Istruzione 1 -
Nel brano sui gruppi educativi, come vengono spesso percepiti i gruppi dagli educatori stessi?

Brano da leggere -
Questo impone una profonda riflessione sulla struttura dei gruppi che spesso vengono percepiti dagli educatori stessi come parcheggi, poco differenziati in base all’età e agli obiettivi, a volte addirittura poveri di qualunque configurazione ecclesiale, rinunciando a una seria catechesi in favore di non si sa bene cosa. Il gruppo deve essere il luogo nel quale ciascuno è, in un determinato tempo, aiutato a scoprirsi come termine di un dono e al contempo capace di dono. Quello che spesso in famiglia viene negato, e cioè l’abitudine virtuosa a soffrire, a faticare, a fallire, a scoprire il proprio perimetro e a chiamare per nome l’amore che resta, deve essere compito del gruppo, inteso come cammino (strada e non parcheggio) e come servizio nel quale si mette alla prova la fedeltà, la relazione di dono all’altro, i propri limiti e peccati. Grande parte del compito del gruppo è educare all’alterità, al riconoscimento e alla pratica di relazioni che non siano di fusione.

Istruzione 2 -
Per favore, formatta come elenco numerato le righe delle voci dalla riga che contiene "Outline every instance of the lower cabinet." alla riga che contiene "97L91 104L112 104L112", entrambe incluse, tralasciando le righe vuote.

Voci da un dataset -
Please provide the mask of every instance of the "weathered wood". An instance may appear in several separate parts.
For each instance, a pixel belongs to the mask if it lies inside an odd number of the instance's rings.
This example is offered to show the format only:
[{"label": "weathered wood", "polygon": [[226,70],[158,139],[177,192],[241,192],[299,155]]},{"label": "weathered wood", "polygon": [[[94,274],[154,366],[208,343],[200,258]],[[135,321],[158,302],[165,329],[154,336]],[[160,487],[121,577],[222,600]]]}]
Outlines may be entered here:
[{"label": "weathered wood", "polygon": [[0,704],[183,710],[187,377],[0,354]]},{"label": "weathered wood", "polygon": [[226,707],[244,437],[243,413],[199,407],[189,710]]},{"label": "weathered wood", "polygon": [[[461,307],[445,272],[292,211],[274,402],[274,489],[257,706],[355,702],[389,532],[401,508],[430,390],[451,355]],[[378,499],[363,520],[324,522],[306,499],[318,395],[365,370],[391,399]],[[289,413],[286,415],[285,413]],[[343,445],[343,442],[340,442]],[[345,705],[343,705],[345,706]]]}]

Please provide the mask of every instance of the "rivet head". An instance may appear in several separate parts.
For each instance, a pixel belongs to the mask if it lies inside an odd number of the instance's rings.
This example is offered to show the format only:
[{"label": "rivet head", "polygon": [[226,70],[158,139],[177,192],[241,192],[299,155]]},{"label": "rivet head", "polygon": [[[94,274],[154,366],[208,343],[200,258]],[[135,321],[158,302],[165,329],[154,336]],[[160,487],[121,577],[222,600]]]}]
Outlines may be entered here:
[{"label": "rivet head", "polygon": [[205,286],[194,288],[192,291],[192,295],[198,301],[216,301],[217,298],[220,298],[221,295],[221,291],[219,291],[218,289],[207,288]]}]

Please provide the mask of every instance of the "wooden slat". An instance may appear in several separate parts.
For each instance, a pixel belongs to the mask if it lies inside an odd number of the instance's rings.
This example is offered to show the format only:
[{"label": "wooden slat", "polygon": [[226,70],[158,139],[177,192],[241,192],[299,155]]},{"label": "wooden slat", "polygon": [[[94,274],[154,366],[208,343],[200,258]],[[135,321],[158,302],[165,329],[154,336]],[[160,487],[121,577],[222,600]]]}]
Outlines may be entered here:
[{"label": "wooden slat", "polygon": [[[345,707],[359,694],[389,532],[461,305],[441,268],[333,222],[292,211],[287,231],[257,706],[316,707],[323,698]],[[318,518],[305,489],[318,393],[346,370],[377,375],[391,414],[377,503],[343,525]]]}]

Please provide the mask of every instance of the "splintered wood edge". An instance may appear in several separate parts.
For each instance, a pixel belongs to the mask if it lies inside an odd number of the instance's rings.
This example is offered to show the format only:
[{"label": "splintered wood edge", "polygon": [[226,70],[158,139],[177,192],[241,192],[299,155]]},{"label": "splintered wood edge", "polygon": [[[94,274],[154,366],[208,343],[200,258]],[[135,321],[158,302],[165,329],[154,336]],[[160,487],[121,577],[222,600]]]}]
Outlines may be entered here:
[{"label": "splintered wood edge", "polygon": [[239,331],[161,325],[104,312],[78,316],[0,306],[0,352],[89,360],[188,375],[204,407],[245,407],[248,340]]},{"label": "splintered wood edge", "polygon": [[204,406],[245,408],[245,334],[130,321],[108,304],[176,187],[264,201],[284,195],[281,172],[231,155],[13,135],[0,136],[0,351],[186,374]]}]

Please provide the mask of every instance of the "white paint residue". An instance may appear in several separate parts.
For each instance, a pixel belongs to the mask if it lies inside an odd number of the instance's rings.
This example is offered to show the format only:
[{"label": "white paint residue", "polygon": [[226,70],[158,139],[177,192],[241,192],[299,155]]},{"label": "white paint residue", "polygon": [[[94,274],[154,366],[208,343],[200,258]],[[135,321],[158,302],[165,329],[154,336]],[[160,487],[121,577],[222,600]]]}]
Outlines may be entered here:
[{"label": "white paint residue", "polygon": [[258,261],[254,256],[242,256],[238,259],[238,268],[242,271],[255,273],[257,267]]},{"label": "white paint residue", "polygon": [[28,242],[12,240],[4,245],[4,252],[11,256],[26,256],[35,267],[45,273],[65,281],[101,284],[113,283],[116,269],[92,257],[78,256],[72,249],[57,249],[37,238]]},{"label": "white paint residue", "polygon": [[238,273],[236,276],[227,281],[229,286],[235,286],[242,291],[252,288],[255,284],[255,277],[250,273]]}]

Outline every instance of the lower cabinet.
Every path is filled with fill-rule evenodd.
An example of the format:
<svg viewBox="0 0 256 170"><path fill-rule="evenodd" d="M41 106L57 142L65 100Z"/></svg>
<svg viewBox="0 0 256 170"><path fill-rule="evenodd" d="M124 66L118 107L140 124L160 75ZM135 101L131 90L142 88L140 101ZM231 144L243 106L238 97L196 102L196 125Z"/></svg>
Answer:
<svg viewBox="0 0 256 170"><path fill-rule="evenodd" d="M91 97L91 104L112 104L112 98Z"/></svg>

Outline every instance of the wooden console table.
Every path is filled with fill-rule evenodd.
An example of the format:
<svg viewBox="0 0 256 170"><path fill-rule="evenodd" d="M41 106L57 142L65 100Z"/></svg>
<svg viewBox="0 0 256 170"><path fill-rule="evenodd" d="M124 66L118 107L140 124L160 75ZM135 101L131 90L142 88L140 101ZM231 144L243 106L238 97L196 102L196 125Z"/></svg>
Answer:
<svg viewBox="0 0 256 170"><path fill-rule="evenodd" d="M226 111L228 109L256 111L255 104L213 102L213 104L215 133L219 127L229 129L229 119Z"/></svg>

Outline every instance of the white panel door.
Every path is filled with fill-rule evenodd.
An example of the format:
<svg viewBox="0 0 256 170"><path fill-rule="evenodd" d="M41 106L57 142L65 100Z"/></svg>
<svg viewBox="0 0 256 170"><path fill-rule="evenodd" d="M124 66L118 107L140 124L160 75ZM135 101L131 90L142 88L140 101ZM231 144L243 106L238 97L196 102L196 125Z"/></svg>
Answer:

Risposta 1 -
Come parcheggi.

Risposta 2 -
1. Outline every instance of the lower cabinet.
2. Every path is filled with fill-rule evenodd.
3. An example of the format:
4. <svg viewBox="0 0 256 170"><path fill-rule="evenodd" d="M41 106L57 142L65 100Z"/></svg>
5. <svg viewBox="0 0 256 170"><path fill-rule="evenodd" d="M124 66L118 107L140 124L160 75ZM135 101L131 90L142 88L140 101ZM231 144L243 106L238 97L196 102L196 125Z"/></svg>
6. Answer:
7. <svg viewBox="0 0 256 170"><path fill-rule="evenodd" d="M91 97L91 104L112 104L112 98Z"/></svg>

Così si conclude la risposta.